EXERCISE TASK: Format the lines as a JSON list of strings, one string per line, starting with the line that contains "Annotation task — tag each instance of the valley" and going on through the line that contains "pixel 505 500". Include both of those lines and leave out any blank lines.

====================

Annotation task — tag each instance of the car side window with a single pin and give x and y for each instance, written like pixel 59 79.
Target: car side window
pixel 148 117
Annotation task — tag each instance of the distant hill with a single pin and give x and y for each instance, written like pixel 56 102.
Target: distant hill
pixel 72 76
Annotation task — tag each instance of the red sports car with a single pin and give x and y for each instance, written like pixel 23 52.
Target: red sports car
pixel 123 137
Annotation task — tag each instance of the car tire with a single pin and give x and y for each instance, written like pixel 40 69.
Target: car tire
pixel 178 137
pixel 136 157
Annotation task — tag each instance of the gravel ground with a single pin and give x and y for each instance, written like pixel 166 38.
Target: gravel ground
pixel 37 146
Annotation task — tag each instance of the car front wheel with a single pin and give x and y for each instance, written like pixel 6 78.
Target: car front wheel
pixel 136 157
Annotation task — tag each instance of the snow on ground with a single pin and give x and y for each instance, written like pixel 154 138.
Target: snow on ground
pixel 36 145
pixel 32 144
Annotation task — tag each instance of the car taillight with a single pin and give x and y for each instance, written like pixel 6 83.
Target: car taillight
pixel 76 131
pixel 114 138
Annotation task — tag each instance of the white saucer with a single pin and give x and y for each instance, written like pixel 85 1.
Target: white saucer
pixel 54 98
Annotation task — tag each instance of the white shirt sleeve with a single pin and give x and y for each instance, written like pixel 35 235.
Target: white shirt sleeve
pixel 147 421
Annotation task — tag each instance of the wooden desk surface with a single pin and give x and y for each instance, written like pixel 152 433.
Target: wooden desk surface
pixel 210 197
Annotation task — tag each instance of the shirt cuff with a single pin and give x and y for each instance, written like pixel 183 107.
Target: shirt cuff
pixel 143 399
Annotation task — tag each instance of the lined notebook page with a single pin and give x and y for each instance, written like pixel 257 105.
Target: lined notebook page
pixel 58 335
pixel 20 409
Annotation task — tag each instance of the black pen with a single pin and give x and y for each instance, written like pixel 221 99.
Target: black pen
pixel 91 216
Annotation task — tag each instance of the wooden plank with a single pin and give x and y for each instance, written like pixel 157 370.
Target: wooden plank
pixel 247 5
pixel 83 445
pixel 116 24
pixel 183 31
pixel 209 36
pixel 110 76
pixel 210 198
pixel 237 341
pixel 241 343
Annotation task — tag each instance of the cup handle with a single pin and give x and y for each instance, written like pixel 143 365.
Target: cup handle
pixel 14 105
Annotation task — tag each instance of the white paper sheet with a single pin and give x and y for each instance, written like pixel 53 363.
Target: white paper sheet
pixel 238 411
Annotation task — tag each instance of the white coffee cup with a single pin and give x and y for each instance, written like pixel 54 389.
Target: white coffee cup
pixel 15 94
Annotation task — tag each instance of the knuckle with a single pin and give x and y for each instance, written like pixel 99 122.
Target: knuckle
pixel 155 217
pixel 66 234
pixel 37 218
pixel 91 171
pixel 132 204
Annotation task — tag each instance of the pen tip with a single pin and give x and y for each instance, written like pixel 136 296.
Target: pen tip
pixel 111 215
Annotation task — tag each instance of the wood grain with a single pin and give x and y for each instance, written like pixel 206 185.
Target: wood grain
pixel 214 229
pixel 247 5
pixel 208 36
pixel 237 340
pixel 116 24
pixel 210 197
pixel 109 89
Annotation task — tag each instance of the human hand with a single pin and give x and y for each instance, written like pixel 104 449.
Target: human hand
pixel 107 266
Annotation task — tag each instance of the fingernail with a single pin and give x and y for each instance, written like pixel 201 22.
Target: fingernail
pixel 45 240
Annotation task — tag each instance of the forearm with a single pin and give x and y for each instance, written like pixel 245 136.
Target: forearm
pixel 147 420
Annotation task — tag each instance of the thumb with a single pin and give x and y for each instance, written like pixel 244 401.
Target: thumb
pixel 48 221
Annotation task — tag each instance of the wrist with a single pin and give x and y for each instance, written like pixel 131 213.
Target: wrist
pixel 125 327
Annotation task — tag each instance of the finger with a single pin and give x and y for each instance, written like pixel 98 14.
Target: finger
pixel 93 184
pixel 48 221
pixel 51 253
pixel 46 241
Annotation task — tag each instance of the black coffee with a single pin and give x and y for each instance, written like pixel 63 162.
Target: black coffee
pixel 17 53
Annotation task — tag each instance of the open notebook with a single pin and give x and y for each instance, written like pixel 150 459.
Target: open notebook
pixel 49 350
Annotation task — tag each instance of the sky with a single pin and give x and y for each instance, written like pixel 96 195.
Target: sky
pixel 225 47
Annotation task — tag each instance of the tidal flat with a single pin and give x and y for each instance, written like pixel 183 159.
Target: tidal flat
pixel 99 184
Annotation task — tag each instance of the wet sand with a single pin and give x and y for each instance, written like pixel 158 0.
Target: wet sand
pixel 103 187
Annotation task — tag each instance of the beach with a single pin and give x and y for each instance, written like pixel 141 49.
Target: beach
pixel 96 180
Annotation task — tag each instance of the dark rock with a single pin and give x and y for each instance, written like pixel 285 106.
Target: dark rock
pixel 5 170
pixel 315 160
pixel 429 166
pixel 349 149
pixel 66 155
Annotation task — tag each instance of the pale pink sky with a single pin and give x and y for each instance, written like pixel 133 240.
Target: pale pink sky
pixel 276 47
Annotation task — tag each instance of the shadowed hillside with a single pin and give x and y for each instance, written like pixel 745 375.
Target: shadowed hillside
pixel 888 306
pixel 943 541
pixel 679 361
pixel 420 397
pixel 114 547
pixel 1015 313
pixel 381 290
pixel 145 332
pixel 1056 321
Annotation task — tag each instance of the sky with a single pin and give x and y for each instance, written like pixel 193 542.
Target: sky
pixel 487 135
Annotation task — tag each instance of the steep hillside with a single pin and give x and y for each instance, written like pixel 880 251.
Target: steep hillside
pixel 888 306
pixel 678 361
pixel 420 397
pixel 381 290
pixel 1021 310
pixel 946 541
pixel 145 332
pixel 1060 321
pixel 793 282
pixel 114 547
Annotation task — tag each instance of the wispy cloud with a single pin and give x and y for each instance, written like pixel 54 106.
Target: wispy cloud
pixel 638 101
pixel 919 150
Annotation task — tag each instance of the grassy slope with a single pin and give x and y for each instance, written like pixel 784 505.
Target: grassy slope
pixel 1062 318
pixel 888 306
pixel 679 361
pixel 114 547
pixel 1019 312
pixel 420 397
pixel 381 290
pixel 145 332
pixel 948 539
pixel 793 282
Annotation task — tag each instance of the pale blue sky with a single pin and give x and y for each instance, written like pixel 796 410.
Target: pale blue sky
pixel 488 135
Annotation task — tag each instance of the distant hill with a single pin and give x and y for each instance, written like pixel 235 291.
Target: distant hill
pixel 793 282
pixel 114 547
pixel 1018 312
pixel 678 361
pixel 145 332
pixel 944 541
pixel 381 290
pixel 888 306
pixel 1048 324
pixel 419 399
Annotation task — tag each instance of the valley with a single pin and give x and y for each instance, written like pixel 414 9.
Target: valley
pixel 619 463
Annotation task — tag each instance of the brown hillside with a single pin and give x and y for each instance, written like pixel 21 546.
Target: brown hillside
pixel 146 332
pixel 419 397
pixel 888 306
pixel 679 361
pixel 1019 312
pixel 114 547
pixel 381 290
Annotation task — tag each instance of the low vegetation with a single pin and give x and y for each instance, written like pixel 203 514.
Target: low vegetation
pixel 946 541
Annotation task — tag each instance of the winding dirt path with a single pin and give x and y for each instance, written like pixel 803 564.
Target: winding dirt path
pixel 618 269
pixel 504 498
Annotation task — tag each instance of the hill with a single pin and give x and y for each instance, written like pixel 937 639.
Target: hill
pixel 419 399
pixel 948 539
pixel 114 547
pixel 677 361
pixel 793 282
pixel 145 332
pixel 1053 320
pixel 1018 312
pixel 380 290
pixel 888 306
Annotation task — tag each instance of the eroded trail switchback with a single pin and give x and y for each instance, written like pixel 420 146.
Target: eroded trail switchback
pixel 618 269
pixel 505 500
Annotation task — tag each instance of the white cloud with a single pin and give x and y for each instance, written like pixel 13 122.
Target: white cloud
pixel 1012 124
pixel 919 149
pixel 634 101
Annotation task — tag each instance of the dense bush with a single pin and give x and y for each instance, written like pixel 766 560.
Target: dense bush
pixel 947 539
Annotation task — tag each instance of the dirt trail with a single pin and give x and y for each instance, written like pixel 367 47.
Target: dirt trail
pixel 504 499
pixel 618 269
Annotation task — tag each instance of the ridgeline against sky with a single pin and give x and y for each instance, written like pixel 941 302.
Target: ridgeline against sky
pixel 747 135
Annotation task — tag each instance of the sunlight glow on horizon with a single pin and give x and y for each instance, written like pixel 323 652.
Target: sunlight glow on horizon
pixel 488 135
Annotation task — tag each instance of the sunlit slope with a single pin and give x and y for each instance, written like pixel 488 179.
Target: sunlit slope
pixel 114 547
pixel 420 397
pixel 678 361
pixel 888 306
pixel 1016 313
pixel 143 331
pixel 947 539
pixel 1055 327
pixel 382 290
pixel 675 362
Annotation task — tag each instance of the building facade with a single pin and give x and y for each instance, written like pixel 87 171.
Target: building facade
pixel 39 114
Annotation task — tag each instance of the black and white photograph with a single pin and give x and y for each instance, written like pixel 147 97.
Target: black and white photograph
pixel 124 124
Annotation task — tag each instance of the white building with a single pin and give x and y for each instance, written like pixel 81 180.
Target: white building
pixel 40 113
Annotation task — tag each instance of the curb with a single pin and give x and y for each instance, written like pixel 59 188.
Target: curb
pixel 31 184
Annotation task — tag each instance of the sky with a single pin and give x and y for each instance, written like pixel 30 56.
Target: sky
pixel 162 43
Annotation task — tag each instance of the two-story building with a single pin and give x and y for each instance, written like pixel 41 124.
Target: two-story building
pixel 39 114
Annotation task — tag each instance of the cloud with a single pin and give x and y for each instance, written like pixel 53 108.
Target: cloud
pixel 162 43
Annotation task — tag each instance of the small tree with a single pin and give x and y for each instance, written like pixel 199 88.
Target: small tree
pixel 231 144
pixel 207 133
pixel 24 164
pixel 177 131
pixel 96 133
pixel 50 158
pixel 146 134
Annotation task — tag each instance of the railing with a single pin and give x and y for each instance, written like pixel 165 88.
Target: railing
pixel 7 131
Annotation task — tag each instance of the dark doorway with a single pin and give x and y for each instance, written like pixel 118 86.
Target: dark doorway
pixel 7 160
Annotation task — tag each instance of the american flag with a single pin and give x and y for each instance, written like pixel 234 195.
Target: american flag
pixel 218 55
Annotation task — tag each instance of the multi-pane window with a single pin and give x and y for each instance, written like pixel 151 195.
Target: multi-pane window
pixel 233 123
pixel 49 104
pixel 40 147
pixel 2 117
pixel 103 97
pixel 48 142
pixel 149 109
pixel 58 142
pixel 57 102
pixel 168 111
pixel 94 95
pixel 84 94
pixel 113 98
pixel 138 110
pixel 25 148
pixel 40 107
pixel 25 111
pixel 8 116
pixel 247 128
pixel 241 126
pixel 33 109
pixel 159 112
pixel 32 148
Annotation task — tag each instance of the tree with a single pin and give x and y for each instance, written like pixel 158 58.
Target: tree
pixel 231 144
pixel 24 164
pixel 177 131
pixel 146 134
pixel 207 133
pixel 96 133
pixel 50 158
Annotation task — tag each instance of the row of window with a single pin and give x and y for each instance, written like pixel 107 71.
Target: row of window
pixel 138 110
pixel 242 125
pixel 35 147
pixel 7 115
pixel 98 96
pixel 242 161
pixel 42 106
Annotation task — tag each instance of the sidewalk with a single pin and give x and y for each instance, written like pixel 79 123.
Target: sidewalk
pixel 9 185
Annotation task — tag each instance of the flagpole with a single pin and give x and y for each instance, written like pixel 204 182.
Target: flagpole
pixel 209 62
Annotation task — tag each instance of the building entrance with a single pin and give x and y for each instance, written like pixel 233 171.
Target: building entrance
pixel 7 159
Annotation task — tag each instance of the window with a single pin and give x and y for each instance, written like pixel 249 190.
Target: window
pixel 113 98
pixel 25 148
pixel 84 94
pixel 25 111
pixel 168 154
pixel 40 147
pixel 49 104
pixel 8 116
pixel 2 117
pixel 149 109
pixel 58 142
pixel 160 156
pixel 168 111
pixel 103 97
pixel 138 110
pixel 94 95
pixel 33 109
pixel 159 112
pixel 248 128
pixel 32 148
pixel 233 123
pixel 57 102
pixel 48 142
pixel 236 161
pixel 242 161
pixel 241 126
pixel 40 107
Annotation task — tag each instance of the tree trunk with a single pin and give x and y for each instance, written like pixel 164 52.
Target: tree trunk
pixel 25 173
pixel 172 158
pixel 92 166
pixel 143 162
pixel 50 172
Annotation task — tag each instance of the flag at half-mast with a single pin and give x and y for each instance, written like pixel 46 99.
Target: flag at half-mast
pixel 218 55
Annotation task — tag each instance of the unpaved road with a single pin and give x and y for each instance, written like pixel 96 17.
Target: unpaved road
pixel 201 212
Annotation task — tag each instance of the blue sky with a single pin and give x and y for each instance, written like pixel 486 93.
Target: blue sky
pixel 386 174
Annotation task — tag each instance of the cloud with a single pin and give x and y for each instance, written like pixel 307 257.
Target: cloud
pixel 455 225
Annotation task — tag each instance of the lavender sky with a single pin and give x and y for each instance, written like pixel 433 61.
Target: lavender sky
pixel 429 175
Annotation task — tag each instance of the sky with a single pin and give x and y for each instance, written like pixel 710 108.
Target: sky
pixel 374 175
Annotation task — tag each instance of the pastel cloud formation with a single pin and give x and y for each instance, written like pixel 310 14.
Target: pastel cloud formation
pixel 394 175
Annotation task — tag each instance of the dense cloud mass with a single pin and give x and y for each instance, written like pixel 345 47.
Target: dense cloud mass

====================

TASK SOLUTION:
[
  "Annotation task — tag each instance of the valley with a single pin and give x and y for each instance, written like pixel 414 9.",
  "Target: valley",
  "pixel 619 463",
  "Annotation task — tag each instance of the brown hillside with a single pin and give x and y for each instance, written like pixel 21 546.",
  "Target: brown hillside",
  "pixel 146 332",
  "pixel 419 397",
  "pixel 888 306",
  "pixel 679 361",
  "pixel 1019 312",
  "pixel 114 547",
  "pixel 381 290",
  "Annotation task — tag each instance of the low vegetation with a single pin and give x and y for each instance, written like pixel 203 514.",
  "Target: low vegetation",
  "pixel 946 541",
  "Annotation task — tag each instance of the winding dirt path with a single pin and give x and y for each instance, written like pixel 803 564.",
  "Target: winding dirt path",
  "pixel 618 269",
  "pixel 504 498",
  "Annotation task — tag each instance of the hill with a single pin and give x and y for each instance, written like pixel 937 639.",
  "Target: hill",
  "pixel 419 399",
  "pixel 948 539",
  "pixel 114 547",
  "pixel 677 361",
  "pixel 793 282",
  "pixel 145 332",
  "pixel 1053 320",
  "pixel 1018 312",
  "pixel 380 290",
  "pixel 888 306",
  "Annotation task — tag each instance of the eroded trail switchback with a single pin and give x and y for each instance, written like pixel 420 146.",
  "Target: eroded trail switchback",
  "pixel 618 269",
  "pixel 505 500"
]